> [SET EXERCISE]:
Put the lines of the items into a numbered list, starting with the first line and going on through the line containing "(1010, 785)". Leave out any blank lines.

> [DATA TO USE]:
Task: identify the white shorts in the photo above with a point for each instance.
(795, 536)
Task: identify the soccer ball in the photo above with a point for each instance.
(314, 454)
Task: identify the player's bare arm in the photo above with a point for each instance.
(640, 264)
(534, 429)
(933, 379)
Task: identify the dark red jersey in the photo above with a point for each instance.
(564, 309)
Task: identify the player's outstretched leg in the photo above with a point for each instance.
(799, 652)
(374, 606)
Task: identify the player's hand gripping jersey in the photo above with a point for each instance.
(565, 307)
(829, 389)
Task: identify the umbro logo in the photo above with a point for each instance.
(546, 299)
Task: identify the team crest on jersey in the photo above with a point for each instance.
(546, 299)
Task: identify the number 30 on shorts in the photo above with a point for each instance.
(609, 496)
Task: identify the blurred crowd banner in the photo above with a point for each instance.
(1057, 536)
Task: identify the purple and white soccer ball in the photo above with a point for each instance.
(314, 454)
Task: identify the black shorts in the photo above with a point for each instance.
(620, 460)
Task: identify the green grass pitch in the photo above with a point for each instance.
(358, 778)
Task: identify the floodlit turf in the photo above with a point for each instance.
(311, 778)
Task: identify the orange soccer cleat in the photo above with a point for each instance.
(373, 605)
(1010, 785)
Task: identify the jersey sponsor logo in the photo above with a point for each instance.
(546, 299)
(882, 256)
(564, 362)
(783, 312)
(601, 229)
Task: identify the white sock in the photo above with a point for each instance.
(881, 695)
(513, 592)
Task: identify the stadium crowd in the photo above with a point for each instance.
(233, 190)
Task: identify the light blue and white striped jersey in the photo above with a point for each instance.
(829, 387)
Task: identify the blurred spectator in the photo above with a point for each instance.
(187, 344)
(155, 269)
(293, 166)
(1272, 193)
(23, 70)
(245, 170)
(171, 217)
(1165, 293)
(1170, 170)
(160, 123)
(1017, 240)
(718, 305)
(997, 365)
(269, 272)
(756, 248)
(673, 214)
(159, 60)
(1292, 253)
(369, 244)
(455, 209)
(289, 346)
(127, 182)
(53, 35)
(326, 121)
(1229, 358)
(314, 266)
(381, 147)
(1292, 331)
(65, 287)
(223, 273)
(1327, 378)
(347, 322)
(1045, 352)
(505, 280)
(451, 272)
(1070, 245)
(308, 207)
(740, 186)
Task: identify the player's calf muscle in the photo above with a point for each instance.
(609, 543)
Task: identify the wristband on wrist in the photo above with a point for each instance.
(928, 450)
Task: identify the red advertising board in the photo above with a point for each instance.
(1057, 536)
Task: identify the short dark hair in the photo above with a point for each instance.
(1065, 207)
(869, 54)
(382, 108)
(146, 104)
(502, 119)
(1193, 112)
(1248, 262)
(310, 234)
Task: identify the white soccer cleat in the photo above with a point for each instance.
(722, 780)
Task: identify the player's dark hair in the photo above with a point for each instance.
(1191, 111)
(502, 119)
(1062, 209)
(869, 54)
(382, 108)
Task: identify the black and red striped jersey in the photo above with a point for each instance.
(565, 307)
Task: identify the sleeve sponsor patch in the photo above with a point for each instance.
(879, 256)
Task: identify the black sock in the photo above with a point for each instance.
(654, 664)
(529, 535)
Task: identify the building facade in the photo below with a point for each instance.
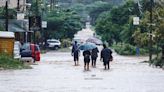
(13, 3)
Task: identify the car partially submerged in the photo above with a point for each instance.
(30, 50)
(53, 43)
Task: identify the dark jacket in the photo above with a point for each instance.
(106, 54)
(86, 55)
(94, 52)
(75, 50)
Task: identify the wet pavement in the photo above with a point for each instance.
(56, 73)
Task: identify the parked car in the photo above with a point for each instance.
(30, 50)
(17, 46)
(53, 43)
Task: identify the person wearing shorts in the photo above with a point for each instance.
(86, 55)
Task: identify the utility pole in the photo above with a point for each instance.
(6, 15)
(18, 5)
(151, 24)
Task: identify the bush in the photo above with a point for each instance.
(157, 62)
(127, 49)
(7, 62)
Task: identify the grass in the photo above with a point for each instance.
(7, 62)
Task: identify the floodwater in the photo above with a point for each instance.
(127, 74)
(56, 73)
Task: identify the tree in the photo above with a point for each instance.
(63, 24)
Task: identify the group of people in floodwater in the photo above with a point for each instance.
(92, 55)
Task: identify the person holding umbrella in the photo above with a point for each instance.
(106, 55)
(75, 53)
(86, 53)
(94, 56)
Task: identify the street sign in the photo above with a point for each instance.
(136, 20)
(35, 22)
(44, 24)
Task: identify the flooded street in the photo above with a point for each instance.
(127, 74)
(56, 73)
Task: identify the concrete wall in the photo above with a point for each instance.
(12, 3)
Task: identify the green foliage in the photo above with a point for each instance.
(158, 61)
(63, 24)
(2, 28)
(66, 43)
(7, 62)
(96, 9)
(127, 49)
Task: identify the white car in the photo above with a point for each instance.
(53, 43)
(17, 46)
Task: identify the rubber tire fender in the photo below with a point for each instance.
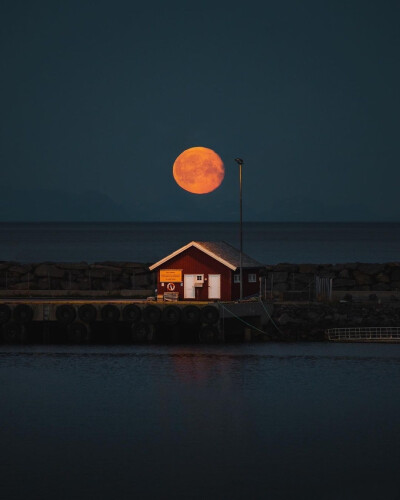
(23, 313)
(14, 333)
(209, 315)
(208, 334)
(140, 331)
(110, 313)
(65, 314)
(5, 313)
(87, 313)
(151, 314)
(191, 314)
(131, 313)
(171, 315)
(78, 333)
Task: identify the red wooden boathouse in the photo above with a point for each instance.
(207, 270)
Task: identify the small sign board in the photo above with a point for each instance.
(171, 275)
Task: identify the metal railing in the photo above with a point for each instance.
(364, 333)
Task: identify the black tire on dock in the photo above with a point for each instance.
(209, 315)
(140, 332)
(131, 313)
(78, 333)
(23, 313)
(65, 314)
(5, 313)
(191, 315)
(110, 313)
(14, 333)
(87, 313)
(171, 315)
(151, 314)
(208, 334)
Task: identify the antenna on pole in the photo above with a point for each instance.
(239, 161)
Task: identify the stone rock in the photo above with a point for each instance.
(382, 278)
(338, 283)
(361, 278)
(72, 266)
(45, 270)
(280, 277)
(280, 287)
(381, 287)
(395, 275)
(20, 269)
(371, 268)
(24, 285)
(97, 273)
(285, 267)
(308, 268)
(284, 319)
(106, 267)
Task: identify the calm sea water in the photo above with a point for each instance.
(276, 421)
(269, 243)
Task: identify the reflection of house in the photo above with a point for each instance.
(207, 270)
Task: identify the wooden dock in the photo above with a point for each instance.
(91, 319)
(388, 334)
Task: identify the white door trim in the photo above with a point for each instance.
(214, 286)
(189, 291)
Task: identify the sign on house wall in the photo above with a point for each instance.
(171, 275)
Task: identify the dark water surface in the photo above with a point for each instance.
(269, 243)
(315, 421)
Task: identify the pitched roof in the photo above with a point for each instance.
(218, 250)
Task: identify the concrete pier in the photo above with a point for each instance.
(82, 320)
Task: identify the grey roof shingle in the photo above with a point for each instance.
(229, 253)
(219, 250)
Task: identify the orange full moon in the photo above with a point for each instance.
(199, 170)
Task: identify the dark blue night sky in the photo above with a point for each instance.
(99, 98)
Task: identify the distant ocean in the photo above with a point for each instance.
(270, 243)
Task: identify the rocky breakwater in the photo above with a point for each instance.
(308, 321)
(100, 276)
(351, 276)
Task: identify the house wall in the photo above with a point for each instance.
(194, 261)
(248, 288)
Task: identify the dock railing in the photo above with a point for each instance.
(372, 333)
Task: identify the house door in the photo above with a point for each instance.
(188, 286)
(214, 286)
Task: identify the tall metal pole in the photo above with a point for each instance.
(240, 162)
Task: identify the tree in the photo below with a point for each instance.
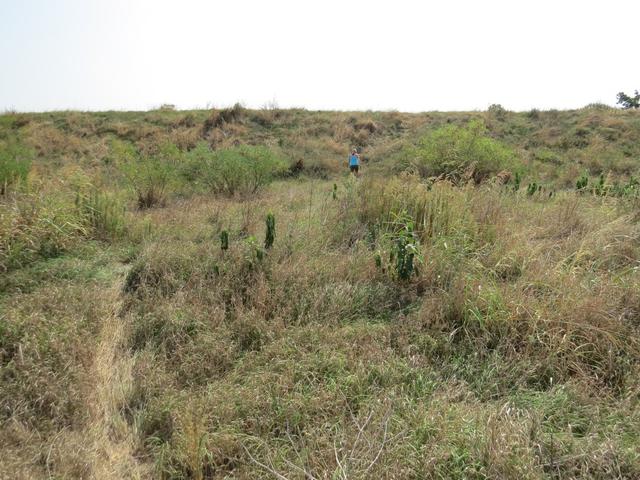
(629, 102)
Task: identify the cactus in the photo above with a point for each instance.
(516, 182)
(582, 182)
(270, 236)
(224, 240)
(599, 187)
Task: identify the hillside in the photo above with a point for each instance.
(469, 307)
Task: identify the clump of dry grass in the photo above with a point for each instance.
(512, 352)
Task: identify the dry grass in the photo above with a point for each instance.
(512, 353)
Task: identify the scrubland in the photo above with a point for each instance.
(468, 308)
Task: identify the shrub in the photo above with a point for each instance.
(103, 212)
(150, 174)
(37, 226)
(461, 153)
(15, 163)
(498, 111)
(243, 169)
(270, 235)
(628, 101)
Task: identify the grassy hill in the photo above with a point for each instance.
(468, 308)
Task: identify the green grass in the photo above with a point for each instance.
(138, 348)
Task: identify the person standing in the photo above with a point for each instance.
(354, 162)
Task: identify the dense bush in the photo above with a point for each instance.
(15, 163)
(148, 174)
(37, 226)
(242, 169)
(461, 153)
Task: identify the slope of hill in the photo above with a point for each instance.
(399, 326)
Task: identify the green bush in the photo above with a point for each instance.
(15, 163)
(36, 226)
(242, 169)
(149, 175)
(103, 212)
(461, 153)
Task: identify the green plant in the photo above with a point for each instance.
(582, 182)
(600, 188)
(243, 169)
(270, 235)
(516, 182)
(627, 101)
(498, 111)
(405, 247)
(15, 163)
(103, 212)
(224, 240)
(461, 153)
(148, 174)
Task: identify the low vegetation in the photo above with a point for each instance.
(210, 295)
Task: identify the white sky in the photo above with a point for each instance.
(343, 55)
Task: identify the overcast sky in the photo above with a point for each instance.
(343, 55)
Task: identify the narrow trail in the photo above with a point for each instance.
(110, 385)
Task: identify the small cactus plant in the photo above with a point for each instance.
(224, 240)
(516, 182)
(582, 182)
(270, 236)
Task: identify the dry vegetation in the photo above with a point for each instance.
(133, 346)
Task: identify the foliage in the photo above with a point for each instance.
(148, 174)
(461, 152)
(582, 182)
(224, 240)
(35, 226)
(270, 234)
(242, 169)
(15, 163)
(405, 251)
(103, 212)
(627, 101)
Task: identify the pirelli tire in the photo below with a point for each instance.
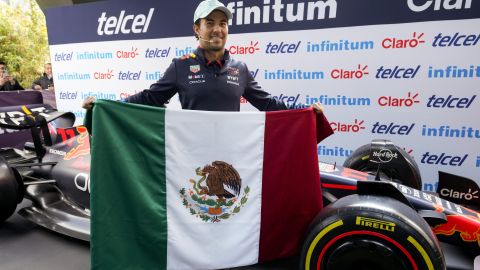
(408, 174)
(11, 192)
(370, 232)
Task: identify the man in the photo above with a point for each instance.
(46, 80)
(208, 79)
(7, 82)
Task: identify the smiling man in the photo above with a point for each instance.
(208, 79)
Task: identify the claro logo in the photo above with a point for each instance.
(422, 5)
(124, 24)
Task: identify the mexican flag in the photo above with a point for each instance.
(179, 189)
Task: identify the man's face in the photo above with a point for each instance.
(213, 31)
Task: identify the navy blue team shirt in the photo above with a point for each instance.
(208, 86)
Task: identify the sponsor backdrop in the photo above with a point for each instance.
(408, 71)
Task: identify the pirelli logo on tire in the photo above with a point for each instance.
(375, 223)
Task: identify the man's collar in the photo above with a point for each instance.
(199, 52)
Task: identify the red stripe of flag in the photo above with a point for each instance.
(291, 192)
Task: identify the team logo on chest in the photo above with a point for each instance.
(232, 75)
(194, 68)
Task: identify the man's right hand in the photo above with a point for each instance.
(88, 102)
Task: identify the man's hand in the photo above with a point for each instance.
(88, 102)
(317, 107)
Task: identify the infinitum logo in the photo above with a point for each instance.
(339, 100)
(279, 12)
(124, 24)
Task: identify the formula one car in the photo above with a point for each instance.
(375, 216)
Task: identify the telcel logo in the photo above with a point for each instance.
(437, 4)
(459, 195)
(385, 155)
(389, 101)
(113, 25)
(443, 159)
(392, 128)
(450, 102)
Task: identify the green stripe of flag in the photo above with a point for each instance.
(121, 213)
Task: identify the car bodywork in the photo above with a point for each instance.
(53, 172)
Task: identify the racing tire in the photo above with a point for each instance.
(10, 190)
(370, 232)
(408, 174)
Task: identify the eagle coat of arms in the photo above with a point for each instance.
(217, 195)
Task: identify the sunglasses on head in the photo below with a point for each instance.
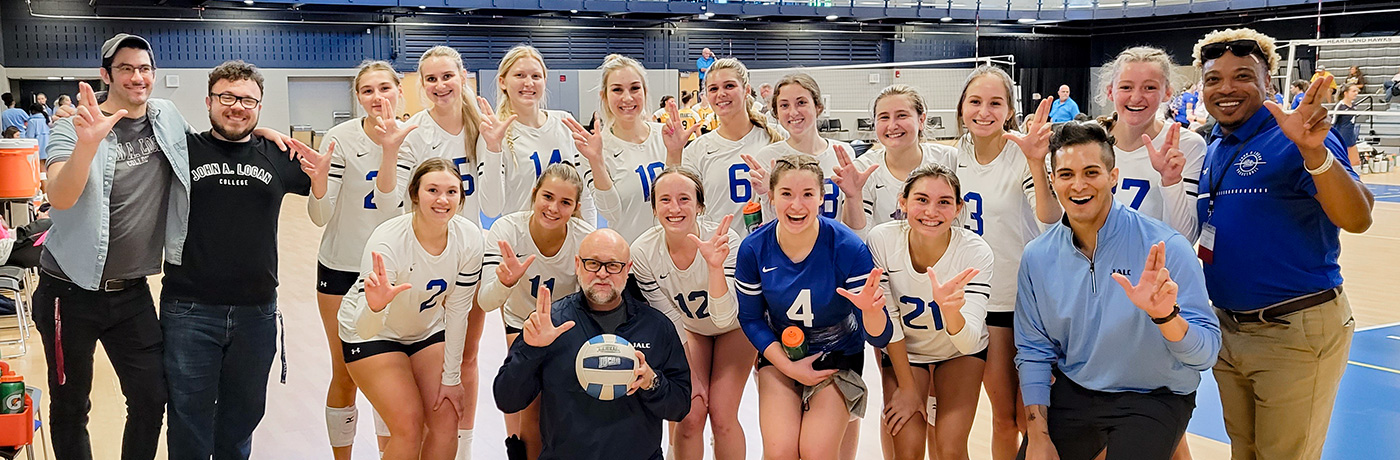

> [COMPLETE OUTPUT]:
1. Task: identify the white shorts in the photo above with a point for each instance.
2. (795, 536)
3. Task: identify the soccer ball in the photo above with a point for each instance.
4. (314, 454)
5. Task: identify the player's bare arm in the photo above with a point for each instance.
6. (640, 264)
7. (534, 429)
8. (933, 379)
9. Task: identify the dark red jersey in the photo above with a point for each instance.
10. (564, 309)
11. Task: identify the player's outstretched leg in the photo above with a point for each instance.
12. (799, 652)
13. (374, 606)
14. Task: identify the player's hand gripping jersey in the photo above with a point for each instance.
15. (565, 307)
16. (829, 389)
17. Task: identify the umbro logo in the photo above with a point for each instance.
18. (546, 299)
19. Task: identify the team crest on jersey in the photo above with a point for each instance.
20. (546, 299)
21. Task: identify the number 30 on shorts in the photo above with a point for each instance.
22. (609, 496)
23. Task: identify the blurred crowd banner in the photo above with a point for each instance.
24. (1057, 536)
25. Task: identify the purple and white soccer ball in the photo above with a point for each instance.
26. (314, 454)
27. Task: identify the black shorts in the photo above with a point for each instance.
28. (620, 460)
29. Task: identify the green grass pitch in the photo above with a point for each instance.
30. (358, 778)
31. Task: identify the floodlit turf in the photo above with a point for each instance.
32. (311, 778)
33. Task: identify the orange soccer cleat in the photo above with a point for each instance.
34. (373, 605)
35. (1010, 785)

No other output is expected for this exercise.